Retype the lines of the data from the one containing "the player's leg" through the end, keeping every line unchanged.

-- DATA ROWS start --

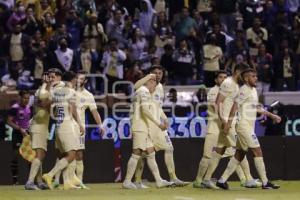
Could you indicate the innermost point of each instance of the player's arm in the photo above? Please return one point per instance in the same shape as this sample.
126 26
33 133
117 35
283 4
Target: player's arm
274 117
12 124
218 105
145 109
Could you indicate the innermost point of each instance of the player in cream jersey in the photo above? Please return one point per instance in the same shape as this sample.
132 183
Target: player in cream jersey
65 114
140 115
246 103
39 134
161 139
225 99
84 100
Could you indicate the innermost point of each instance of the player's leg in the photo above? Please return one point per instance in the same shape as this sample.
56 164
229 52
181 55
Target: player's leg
59 166
209 144
154 168
34 169
231 167
260 167
131 167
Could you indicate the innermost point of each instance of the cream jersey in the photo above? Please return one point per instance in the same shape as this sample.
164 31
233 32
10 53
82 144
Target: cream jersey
140 112
247 100
84 100
41 114
229 89
62 97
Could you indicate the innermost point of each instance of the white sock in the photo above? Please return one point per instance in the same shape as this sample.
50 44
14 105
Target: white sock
57 175
260 167
59 166
79 169
131 167
169 160
153 166
35 166
203 165
213 164
231 167
139 170
246 169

-- DATA ROWS end --

_ANSWER TO THIS EXERCISE_
Could you indicate the innermost point of each instance of the player's leg in the photo above? Please return one point per instance in the same shape as this sample.
56 164
229 52
181 55
Target: player's leg
59 166
209 144
154 168
34 169
231 167
260 167
131 167
Could you indicate the innermost point of each instance of the cream jersey in the photo above? Please return one point per instance in the same shape as this sample.
164 31
233 32
10 53
82 144
Target: cream jersey
140 112
247 100
84 100
41 114
229 89
62 97
Could you indicate the innermost point of each instance of the white sock in the photo above? Please return one point per instance in the same shape as this sample.
50 44
14 105
Target: white sock
57 175
260 167
59 166
79 169
131 167
169 160
153 166
35 166
203 165
213 164
231 167
139 170
246 169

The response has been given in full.